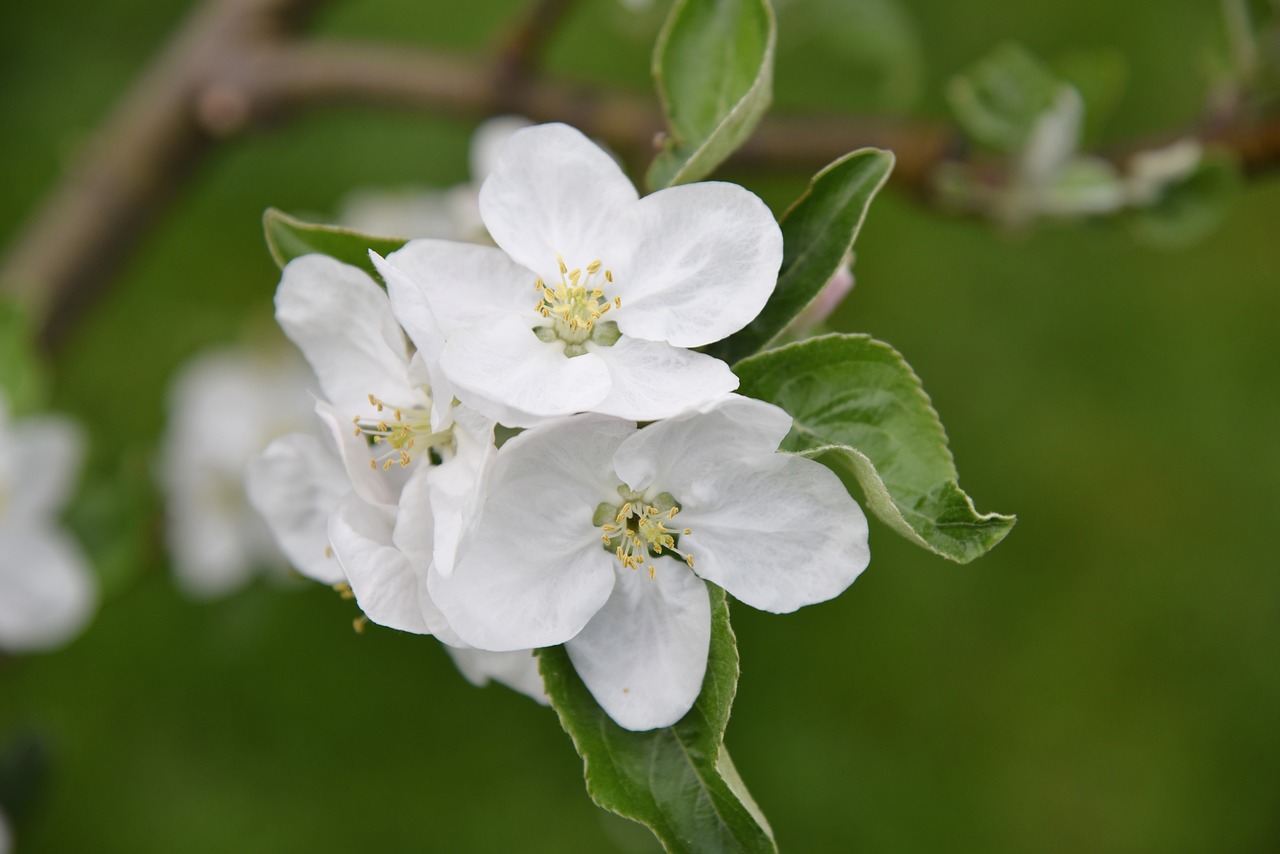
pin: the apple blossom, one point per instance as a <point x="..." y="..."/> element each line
<point x="599" y="535"/>
<point x="224" y="407"/>
<point x="48" y="592"/>
<point x="393" y="496"/>
<point x="595" y="296"/>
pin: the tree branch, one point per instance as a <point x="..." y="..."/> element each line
<point x="238" y="64"/>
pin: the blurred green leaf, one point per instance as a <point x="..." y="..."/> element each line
<point x="1100" y="76"/>
<point x="1191" y="208"/>
<point x="817" y="231"/>
<point x="679" y="781"/>
<point x="115" y="516"/>
<point x="713" y="65"/>
<point x="288" y="237"/>
<point x="859" y="409"/>
<point x="22" y="371"/>
<point x="1000" y="99"/>
<point x="872" y="45"/>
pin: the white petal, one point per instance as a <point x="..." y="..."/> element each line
<point x="46" y="452"/>
<point x="442" y="286"/>
<point x="387" y="587"/>
<point x="684" y="455"/>
<point x="516" y="589"/>
<point x="554" y="191"/>
<point x="48" y="592"/>
<point x="457" y="492"/>
<point x="415" y="525"/>
<point x="536" y="569"/>
<point x="517" y="670"/>
<point x="784" y="533"/>
<point x="653" y="380"/>
<point x="504" y="361"/>
<point x="295" y="484"/>
<point x="704" y="263"/>
<point x="644" y="654"/>
<point x="343" y="324"/>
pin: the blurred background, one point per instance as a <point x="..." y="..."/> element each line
<point x="1105" y="680"/>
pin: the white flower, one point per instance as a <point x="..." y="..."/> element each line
<point x="595" y="296"/>
<point x="452" y="214"/>
<point x="393" y="497"/>
<point x="48" y="592"/>
<point x="599" y="535"/>
<point x="224" y="407"/>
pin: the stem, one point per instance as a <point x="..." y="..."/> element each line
<point x="237" y="65"/>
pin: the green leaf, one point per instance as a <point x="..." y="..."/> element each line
<point x="288" y="237"/>
<point x="859" y="409"/>
<point x="1001" y="97"/>
<point x="679" y="781"/>
<point x="1101" y="76"/>
<point x="22" y="371"/>
<point x="817" y="231"/>
<point x="713" y="64"/>
<point x="1189" y="208"/>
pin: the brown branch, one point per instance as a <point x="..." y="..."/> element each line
<point x="129" y="172"/>
<point x="524" y="45"/>
<point x="237" y="64"/>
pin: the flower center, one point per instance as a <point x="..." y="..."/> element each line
<point x="575" y="305"/>
<point x="405" y="433"/>
<point x="638" y="530"/>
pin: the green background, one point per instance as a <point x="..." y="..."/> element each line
<point x="1105" y="680"/>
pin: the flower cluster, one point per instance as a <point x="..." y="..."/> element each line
<point x="636" y="474"/>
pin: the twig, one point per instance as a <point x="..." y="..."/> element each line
<point x="238" y="64"/>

> [Directions]: Swap "pin" for "mark" throughout the records above and write the lines out again with nothing else altered. Leave out the pictures.

> [Correct response]:
mark: the apple blossom, one point per instance as a <point x="..." y="..."/> element each line
<point x="599" y="535"/>
<point x="224" y="407"/>
<point x="48" y="592"/>
<point x="393" y="496"/>
<point x="595" y="296"/>
mark: the tree branch, one point per instance as a <point x="..." y="..."/> element each line
<point x="238" y="64"/>
mark: the blurred green leaf, one point per instance as a <point x="..." y="..."/> element each line
<point x="1100" y="76"/>
<point x="1191" y="208"/>
<point x="817" y="231"/>
<point x="679" y="781"/>
<point x="115" y="516"/>
<point x="713" y="65"/>
<point x="288" y="237"/>
<point x="859" y="409"/>
<point x="22" y="371"/>
<point x="1000" y="99"/>
<point x="872" y="45"/>
mark: the white petal, one point per instance as a <point x="..." y="..."/> element each line
<point x="46" y="452"/>
<point x="442" y="286"/>
<point x="387" y="587"/>
<point x="684" y="455"/>
<point x="516" y="589"/>
<point x="554" y="191"/>
<point x="48" y="592"/>
<point x="457" y="492"/>
<point x="415" y="525"/>
<point x="536" y="569"/>
<point x="517" y="670"/>
<point x="784" y="533"/>
<point x="653" y="380"/>
<point x="504" y="361"/>
<point x="295" y="484"/>
<point x="704" y="263"/>
<point x="644" y="654"/>
<point x="343" y="324"/>
mark: the blurred background, one point per instance as a <point x="..." y="..."/> element each line
<point x="1105" y="680"/>
mark: the white flower, one point per instance as a <point x="..." y="..."/> element each line
<point x="595" y="296"/>
<point x="452" y="214"/>
<point x="393" y="497"/>
<point x="48" y="592"/>
<point x="599" y="535"/>
<point x="224" y="407"/>
mark: the stem, one point per instance as a <point x="..." y="..."/> element each line
<point x="237" y="65"/>
mark: the green leaf, one point per instance as a <point x="..." y="..."/> element each line
<point x="288" y="237"/>
<point x="859" y="409"/>
<point x="1001" y="97"/>
<point x="679" y="781"/>
<point x="1101" y="76"/>
<point x="22" y="371"/>
<point x="817" y="231"/>
<point x="713" y="64"/>
<point x="1189" y="208"/>
mark: the brown branch, one point per instance as a <point x="..." y="..."/> element each line
<point x="129" y="172"/>
<point x="524" y="45"/>
<point x="237" y="64"/>
mark: the flower center, one point per instance as a <point x="..." y="..."/> element each line
<point x="575" y="305"/>
<point x="405" y="433"/>
<point x="638" y="530"/>
mark: the green background, one point per instance as a <point x="..." y="..."/> element each line
<point x="1105" y="680"/>
mark: the flower cluster, one point per instance as a <point x="..." y="..."/> element each line
<point x="636" y="474"/>
mark: the twig, one point per instance as a <point x="..." y="..."/> element each line
<point x="238" y="64"/>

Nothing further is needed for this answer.